*** Data to process ***

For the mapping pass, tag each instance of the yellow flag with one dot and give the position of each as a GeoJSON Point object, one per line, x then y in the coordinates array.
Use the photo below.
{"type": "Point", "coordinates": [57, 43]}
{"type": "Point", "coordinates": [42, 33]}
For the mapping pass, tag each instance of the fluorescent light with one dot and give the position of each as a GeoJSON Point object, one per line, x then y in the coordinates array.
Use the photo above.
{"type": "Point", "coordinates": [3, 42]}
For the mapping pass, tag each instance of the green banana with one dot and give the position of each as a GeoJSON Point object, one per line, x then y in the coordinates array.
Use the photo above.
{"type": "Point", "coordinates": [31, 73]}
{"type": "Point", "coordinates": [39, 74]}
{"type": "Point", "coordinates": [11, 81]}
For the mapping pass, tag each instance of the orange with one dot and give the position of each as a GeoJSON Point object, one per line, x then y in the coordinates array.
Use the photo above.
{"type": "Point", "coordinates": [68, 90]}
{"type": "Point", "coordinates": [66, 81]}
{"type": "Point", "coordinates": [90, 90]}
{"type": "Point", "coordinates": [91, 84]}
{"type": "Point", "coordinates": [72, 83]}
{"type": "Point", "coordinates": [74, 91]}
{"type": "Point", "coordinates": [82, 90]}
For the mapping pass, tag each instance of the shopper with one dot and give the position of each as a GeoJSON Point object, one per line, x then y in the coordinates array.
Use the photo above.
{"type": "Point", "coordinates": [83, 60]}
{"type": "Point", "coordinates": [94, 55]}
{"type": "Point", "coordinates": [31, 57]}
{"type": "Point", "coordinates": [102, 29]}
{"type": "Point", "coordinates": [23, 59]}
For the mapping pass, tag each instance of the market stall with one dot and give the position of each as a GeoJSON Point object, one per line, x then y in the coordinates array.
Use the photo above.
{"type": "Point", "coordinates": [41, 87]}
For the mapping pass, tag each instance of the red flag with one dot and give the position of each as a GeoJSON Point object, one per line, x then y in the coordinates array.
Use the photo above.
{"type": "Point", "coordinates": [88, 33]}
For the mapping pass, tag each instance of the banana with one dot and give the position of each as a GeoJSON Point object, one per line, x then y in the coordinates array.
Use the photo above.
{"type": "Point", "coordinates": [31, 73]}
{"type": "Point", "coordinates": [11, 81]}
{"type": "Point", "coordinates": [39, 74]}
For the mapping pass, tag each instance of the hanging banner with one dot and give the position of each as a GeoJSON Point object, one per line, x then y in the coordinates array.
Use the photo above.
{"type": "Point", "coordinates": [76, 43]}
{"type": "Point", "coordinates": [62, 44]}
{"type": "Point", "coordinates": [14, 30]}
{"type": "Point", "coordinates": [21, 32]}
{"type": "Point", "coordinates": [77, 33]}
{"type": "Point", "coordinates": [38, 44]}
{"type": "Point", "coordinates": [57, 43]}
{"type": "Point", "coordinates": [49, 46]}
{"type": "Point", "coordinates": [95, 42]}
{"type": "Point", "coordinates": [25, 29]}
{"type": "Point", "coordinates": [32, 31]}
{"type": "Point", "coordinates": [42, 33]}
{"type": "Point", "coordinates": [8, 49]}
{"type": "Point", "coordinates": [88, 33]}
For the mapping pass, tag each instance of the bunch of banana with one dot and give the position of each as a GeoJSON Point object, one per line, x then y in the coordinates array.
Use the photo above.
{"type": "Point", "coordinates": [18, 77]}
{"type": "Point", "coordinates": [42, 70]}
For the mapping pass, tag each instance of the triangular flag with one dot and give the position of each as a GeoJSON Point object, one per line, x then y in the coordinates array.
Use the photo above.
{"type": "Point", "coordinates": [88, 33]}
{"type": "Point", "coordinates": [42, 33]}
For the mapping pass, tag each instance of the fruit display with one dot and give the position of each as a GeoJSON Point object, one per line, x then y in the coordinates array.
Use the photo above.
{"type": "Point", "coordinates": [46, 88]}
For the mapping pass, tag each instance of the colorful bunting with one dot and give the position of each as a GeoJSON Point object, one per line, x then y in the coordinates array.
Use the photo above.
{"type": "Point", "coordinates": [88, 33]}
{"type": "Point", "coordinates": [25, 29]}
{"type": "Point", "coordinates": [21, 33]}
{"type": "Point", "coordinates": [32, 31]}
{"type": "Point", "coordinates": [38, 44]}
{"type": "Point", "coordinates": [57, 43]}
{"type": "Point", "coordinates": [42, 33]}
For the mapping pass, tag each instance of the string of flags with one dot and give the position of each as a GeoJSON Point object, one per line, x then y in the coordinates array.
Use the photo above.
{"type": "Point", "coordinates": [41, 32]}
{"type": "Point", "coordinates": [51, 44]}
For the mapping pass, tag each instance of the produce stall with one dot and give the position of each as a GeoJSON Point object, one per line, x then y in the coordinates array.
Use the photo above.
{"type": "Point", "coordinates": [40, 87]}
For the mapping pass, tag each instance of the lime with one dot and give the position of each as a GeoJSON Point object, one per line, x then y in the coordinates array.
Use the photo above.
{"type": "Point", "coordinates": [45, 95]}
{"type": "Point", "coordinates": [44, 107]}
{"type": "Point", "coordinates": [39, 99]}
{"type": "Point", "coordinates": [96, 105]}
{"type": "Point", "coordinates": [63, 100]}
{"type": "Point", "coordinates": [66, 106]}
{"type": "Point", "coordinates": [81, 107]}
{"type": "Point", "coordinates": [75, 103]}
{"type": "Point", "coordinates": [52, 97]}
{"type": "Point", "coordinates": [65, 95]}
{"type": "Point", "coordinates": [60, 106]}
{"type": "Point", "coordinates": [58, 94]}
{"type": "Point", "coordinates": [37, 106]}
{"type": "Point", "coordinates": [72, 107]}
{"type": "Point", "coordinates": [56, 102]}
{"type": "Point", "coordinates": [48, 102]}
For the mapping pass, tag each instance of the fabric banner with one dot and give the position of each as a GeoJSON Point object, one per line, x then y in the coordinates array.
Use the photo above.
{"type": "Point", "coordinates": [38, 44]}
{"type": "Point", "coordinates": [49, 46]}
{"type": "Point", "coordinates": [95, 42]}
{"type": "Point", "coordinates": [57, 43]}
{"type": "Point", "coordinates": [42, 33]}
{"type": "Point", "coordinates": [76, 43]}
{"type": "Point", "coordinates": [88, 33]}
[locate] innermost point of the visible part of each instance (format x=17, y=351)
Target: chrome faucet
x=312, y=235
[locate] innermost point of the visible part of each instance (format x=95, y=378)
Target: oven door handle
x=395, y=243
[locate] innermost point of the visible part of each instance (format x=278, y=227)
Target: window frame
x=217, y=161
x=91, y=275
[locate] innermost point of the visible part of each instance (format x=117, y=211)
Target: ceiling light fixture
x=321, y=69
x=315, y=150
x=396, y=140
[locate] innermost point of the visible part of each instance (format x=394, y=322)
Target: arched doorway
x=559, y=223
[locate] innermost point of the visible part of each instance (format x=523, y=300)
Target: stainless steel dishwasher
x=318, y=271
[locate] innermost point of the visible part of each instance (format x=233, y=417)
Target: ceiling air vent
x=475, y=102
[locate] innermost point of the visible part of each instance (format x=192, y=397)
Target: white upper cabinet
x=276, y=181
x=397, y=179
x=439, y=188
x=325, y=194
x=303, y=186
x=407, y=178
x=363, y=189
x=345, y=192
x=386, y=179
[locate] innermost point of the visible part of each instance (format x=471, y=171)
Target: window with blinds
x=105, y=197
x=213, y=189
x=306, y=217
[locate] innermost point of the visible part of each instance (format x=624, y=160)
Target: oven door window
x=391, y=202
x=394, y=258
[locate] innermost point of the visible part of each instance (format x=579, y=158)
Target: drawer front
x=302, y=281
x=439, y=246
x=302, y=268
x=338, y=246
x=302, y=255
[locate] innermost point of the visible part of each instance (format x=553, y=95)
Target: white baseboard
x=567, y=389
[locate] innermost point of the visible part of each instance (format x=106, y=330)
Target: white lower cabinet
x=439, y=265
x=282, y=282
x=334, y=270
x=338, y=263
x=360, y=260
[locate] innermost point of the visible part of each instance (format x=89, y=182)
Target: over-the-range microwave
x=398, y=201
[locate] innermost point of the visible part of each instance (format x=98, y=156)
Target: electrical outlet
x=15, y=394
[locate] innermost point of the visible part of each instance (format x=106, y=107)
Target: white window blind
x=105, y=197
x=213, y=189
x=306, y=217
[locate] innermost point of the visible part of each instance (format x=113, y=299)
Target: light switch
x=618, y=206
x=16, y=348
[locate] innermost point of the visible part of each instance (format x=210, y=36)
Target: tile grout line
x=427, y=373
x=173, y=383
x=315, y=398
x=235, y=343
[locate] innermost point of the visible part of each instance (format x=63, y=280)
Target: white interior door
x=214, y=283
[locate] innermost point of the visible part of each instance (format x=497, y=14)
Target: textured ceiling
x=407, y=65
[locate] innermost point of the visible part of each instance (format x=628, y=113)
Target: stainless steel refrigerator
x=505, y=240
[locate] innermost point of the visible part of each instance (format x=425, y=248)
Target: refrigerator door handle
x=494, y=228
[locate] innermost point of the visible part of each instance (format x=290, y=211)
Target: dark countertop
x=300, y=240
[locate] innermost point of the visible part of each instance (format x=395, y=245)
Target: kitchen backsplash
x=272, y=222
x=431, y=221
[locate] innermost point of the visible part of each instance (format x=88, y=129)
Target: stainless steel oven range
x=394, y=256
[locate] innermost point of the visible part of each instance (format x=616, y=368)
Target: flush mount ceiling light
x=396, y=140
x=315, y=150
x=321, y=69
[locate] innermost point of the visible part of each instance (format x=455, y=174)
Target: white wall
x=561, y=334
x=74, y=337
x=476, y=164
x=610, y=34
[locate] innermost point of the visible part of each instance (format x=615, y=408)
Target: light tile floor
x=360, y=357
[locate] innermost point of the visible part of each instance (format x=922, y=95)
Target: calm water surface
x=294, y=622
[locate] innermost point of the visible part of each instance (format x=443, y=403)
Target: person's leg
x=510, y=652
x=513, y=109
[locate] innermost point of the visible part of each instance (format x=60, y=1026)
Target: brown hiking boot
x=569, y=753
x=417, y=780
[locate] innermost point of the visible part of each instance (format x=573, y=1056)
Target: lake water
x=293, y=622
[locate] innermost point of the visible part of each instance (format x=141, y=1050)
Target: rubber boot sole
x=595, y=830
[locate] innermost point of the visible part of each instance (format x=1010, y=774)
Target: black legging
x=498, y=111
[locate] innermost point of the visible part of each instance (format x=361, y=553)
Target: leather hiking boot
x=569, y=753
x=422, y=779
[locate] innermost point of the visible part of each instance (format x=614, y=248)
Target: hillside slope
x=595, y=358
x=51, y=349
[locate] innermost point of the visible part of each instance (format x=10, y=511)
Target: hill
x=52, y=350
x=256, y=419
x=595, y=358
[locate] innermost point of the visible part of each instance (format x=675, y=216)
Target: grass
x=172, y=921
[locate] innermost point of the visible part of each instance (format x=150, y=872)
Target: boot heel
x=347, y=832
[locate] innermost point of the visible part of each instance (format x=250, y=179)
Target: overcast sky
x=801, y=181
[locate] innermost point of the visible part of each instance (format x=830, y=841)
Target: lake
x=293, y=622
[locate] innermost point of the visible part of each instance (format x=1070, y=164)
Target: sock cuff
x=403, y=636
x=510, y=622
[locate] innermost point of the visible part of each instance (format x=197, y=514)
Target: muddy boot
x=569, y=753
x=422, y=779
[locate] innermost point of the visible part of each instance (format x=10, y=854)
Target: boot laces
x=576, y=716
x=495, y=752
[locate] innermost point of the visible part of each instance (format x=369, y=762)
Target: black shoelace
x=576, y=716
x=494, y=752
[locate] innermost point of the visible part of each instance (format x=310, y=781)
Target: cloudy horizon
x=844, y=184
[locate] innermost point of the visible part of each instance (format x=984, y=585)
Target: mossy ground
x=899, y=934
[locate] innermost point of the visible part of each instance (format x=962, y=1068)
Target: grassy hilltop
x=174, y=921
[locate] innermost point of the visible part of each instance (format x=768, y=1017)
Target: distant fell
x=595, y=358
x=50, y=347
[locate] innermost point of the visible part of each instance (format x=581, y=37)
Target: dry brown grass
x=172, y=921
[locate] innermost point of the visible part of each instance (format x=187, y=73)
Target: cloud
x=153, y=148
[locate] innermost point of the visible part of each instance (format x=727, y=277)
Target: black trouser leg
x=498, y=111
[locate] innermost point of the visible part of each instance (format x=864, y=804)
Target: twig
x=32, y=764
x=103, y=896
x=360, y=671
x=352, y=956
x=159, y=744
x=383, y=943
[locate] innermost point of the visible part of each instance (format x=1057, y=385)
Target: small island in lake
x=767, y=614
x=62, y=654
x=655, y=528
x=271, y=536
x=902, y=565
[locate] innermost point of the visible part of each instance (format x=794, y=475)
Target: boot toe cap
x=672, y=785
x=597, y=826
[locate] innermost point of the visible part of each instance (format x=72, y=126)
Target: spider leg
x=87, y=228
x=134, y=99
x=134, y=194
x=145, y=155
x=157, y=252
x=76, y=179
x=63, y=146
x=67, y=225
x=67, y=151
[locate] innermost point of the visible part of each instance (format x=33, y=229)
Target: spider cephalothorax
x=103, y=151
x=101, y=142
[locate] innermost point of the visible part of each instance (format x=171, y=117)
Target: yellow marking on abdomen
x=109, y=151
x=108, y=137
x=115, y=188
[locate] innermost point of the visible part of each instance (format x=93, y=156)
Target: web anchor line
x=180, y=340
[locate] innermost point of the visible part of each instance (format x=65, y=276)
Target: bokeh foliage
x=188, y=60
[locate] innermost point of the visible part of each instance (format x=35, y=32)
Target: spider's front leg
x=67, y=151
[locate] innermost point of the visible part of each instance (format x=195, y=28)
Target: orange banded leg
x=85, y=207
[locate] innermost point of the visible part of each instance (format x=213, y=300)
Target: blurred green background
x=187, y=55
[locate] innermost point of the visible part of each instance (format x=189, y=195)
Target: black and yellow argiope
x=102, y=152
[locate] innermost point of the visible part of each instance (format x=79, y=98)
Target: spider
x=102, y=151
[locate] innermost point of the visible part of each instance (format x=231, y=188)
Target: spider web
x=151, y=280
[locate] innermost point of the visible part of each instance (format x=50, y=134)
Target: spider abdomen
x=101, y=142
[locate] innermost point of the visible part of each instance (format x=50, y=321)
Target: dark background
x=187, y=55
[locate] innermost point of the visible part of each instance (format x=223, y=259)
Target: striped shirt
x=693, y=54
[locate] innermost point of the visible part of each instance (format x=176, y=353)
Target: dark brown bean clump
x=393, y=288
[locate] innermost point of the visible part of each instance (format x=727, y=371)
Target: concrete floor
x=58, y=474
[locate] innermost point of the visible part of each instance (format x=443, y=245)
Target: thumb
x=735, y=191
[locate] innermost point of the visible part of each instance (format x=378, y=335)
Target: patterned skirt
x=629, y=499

***

Can you repeat, word for word, the lines of the records starting at the one containing "(format x=106, y=330)" and ending at the one containing "x=394, y=256", with both of those lines included?

*Solution below:*
[locate] innermost point of the visible part of each instance (format x=106, y=330)
Target: white lower cabinet
x=439, y=265
x=282, y=282
x=334, y=270
x=338, y=263
x=360, y=260
[locate] innermost point of the visible part of each instance (format x=89, y=182)
Target: over-the-range microwave
x=398, y=201
[locate] innermost point of the visible part of each instance (format x=98, y=156)
Target: electrical outlet
x=15, y=394
[locate] innermost point of the visible part of each instance (format x=106, y=107)
Target: white window blind
x=105, y=197
x=213, y=189
x=306, y=217
[locate] innermost point of the visible part of each instance (format x=113, y=299)
Target: light switch
x=618, y=206
x=16, y=348
[locate] innermost point of the visible part of each instance (format x=210, y=36)
Target: tile grout line
x=427, y=373
x=173, y=383
x=315, y=398
x=235, y=343
[locate] innermost point of the visible part of each instance (format x=63, y=280)
Target: white interior door
x=214, y=283
[locate] innermost point of the visible part of each instance (format x=497, y=14)
Target: textured ceiling
x=407, y=65
[locate] innermost point of the visible part of each instance (format x=628, y=113)
Target: stainless steel refrigerator
x=505, y=240
[locate] innermost point of the visible part of each instance (format x=425, y=248)
Target: refrigerator door handle
x=494, y=228
[locate] innermost point of the visible part of each instance (format x=290, y=211)
Target: dark countertop
x=300, y=240
[locate] innermost point of the visible part of each instance (format x=395, y=245)
Target: kitchen backsplash
x=272, y=222
x=431, y=221
[locate] innermost point of the visible part of each instance (format x=88, y=129)
Target: stainless steel oven range
x=394, y=256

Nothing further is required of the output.